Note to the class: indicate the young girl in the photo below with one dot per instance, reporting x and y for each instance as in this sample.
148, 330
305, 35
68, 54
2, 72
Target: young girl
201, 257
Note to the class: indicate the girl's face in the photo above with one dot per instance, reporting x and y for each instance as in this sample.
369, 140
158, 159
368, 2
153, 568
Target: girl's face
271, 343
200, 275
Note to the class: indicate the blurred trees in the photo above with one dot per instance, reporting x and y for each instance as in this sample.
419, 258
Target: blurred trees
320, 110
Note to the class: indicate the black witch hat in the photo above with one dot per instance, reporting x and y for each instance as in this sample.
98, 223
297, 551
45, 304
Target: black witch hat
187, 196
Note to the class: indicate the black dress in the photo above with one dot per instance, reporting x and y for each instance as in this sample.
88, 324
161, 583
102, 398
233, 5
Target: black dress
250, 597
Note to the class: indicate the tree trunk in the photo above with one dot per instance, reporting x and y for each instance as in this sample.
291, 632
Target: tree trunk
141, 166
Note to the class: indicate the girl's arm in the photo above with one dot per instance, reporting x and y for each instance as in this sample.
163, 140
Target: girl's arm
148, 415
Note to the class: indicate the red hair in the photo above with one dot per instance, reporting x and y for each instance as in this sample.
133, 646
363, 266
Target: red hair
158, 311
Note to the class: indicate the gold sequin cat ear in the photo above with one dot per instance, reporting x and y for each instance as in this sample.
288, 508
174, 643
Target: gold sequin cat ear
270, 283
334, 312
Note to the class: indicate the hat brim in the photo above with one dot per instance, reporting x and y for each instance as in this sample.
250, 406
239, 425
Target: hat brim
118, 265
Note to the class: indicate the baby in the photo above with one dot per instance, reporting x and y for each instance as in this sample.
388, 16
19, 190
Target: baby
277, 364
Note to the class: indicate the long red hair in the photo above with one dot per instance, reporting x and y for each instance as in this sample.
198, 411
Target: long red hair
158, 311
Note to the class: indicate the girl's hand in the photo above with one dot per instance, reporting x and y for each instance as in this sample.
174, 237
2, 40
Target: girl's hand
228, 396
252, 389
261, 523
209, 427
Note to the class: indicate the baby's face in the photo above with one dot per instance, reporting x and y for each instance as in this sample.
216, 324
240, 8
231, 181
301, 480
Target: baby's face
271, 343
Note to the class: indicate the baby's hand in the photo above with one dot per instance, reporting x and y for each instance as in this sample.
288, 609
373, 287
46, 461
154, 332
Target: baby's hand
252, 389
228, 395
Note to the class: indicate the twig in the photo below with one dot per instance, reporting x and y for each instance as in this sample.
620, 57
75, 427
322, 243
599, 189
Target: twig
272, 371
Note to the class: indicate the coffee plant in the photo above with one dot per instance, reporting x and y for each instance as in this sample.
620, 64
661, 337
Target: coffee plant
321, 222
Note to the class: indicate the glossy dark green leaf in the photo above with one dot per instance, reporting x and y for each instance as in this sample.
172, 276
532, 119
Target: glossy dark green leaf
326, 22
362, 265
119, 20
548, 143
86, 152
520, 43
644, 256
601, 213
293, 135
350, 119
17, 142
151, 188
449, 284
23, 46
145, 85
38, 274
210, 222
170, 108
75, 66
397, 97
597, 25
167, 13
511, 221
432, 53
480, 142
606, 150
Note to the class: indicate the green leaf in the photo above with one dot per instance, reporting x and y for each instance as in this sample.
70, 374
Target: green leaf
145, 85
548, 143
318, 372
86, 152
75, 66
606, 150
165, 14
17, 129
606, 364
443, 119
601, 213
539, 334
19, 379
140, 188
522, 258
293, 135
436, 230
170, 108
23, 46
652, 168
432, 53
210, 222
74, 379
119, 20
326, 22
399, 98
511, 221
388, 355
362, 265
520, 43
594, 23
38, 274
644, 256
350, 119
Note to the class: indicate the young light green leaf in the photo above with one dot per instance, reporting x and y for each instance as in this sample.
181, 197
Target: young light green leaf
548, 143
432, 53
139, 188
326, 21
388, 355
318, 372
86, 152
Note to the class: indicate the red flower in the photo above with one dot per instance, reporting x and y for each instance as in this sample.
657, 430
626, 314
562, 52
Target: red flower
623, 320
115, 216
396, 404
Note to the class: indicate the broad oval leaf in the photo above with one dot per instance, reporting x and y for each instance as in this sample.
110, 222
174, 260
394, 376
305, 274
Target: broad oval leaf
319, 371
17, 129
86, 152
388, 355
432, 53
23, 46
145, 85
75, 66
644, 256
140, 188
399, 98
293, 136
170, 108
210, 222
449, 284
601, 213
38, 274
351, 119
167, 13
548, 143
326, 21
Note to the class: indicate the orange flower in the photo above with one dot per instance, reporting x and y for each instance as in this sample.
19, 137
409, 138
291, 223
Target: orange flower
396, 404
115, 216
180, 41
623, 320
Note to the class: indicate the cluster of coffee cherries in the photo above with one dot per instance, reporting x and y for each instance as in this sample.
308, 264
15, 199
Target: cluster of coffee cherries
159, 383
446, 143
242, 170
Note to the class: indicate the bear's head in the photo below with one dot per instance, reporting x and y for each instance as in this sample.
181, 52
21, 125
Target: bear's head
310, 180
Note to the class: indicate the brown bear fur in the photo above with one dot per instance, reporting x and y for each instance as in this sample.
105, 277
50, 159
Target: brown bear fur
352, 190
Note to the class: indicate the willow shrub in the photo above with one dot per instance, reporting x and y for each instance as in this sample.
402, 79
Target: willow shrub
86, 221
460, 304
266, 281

________________________

_Task to complete_: Reproduce each entry from the records above, character for character.

_Exercise output_:
Note to the class: indicate the young girl in the photo below with one dot per instance, reporting x and y for each instance as in this sample.
148, 330
305, 35
68, 54
2, 72
Target: young girl
201, 257
Note to the class: indicate the girl's face in the photo above with one dot per instance, reporting x and y for each instance as in this sample.
369, 140
158, 159
368, 2
153, 568
Target: girl's face
271, 343
200, 275
Note to the class: indicate the blurred trees in the photo above with one dot per instance, reporting x and y for each instance as in this sample.
419, 258
Target: blurred trees
320, 110
Note to the class: indicate the black witch hat in the photo above with one dot per instance, reporting x and y for each instance as in this sample.
98, 223
297, 551
45, 304
Target: black witch hat
187, 196
Note to the class: indicate the black dress in the photo above with one dot per instance, reporting x and y for each instance as in this sample.
88, 324
161, 583
102, 398
233, 5
Target: black dress
250, 597
Note to the class: indicate the tree trunk in the photo above with one dot per instance, reporting x and y for each instance as in this sample.
291, 632
Target: tree trunk
141, 166
Note to the class: indicate the girl's arm in the photo above with one dot per instance, reporting x and y for each instance as in this sample.
163, 140
Target: girl's arm
148, 415
Note to the class: indicate the red hair in the photo above with one dot per instance, reporting x and y for each instance as in this sample.
133, 646
363, 266
Target: red hair
158, 311
Note to the class: indicate the gold sequin cat ear in the photo above with one dot per instance, reporting x and y for each instance as in this sample.
288, 508
174, 643
Target: gold sequin cat ear
270, 283
334, 312
Note to the class: indicate the hat brim in the photo above with one dot per instance, reporting x and y for each instance as in this sample.
250, 406
239, 425
Target: hat brim
118, 265
Note to the class: indicate the baby in the photo above with one dot per instance, reporting x and y for each instance as in this sample.
388, 16
19, 190
Target: baby
277, 364
Note to the class: indicate the long red hair in the photo above with one dot per instance, reporting x and y for each instance as in this sample.
198, 411
Target: long red hair
158, 311
Note to the class: indicate the girl's hand in the photo above with one dot per instance, reporting x and y for each instance as in this sample.
174, 237
2, 40
Target: girl's hand
228, 396
252, 389
261, 523
209, 427
Note to the class: indicate the baby's face in the photo above with one dot per instance, reporting x and y for each instance as in this sample.
216, 324
240, 8
231, 181
301, 480
Target: baby's face
271, 343
Note to the class: indicate the baby's hand in the photo above with one dot per instance, reporting x and y for each instance as in this sample.
288, 609
373, 287
46, 461
154, 332
Target: baby's hand
252, 389
228, 395
Note to the class: indicate the twig in the photo below with one dot per instance, reporting x and y for each instance as in this sample.
620, 57
75, 427
322, 243
599, 189
Target: twig
272, 371
Note to the class: indicate the coffee plant in the photo above with one dot per instance, reporting x and y for each instance as in this sample.
620, 64
661, 337
Target: coffee plant
321, 222
Note to the class: indicate the glossy dark green leaf in the photo above with one dot per instance, reporting x and y for each instance as in this sample.
172, 276
532, 119
Target: glossy dark green leaf
326, 22
362, 265
119, 20
548, 143
86, 152
520, 43
644, 256
601, 213
293, 135
350, 119
17, 142
151, 188
449, 284
23, 46
145, 85
38, 274
210, 222
170, 108
75, 66
397, 97
597, 25
167, 13
511, 221
432, 53
480, 142
606, 150
Note to the class: indicate the green leaf in the photo above with one dot per instance, reporting x and y for each instance as in this sample.
70, 374
Target: green leaf
145, 85
548, 143
318, 372
86, 152
75, 66
606, 150
165, 14
17, 129
606, 364
443, 119
601, 213
539, 334
19, 379
140, 188
522, 258
293, 135
436, 230
170, 108
23, 46
652, 168
432, 53
210, 222
74, 379
119, 20
326, 22
399, 98
511, 221
388, 355
362, 265
520, 43
594, 23
38, 274
644, 256
350, 119
Note to the class: indicate the young light green leaf in the photo above with one dot per instance, reporting x and y for each instance as in this sample.
181, 197
Target: young light green leaf
548, 143
432, 53
139, 188
326, 21
388, 355
318, 372
86, 152
Note to the class: indicate the red flower in the photo above with one dot per instance, reporting x and y for each instance as in this sample.
657, 430
626, 314
562, 52
Target: red flower
623, 320
115, 216
396, 404
Note to the class: indicate the broad oval leaf in the photo above with one dot per instance, reporting x and y for each instance as in this sample.
110, 222
174, 260
394, 376
305, 274
Target: broad oval leaf
319, 371
17, 129
86, 152
388, 355
432, 53
23, 46
145, 85
75, 66
644, 256
140, 188
399, 98
293, 136
170, 108
210, 222
449, 284
601, 213
38, 274
351, 119
167, 13
548, 143
326, 21
Note to the class: indicate the orange flower in the photo above with one dot per instance, reporting x and y for each instance as in this sample.
19, 137
409, 138
291, 223
Target: orange flower
396, 404
115, 216
180, 41
623, 320
Note to the class: indicate the cluster of coffee cherries in the photo above with one dot per instance, reporting x and y for each instance as in this sample.
308, 264
15, 199
Target: cluster of coffee cherries
159, 383
446, 143
242, 170
Note to the class: indicate the bear's head in the photo below with one dot per instance, reporting x and y for each instance as in this sample.
181, 52
21, 125
Target: bear's head
310, 180
Note to the class: indicate the brown bear fur in the photo above with one dot per instance, reporting x and y for each instance as in this sample.
105, 277
50, 159
Target: brown bear fur
352, 190
Note to the class: indicate the willow shrub in the photo above with one dot per instance, reporting x and y for each instance as in this sample.
402, 79
Target: willow shrub
86, 221
460, 304
266, 281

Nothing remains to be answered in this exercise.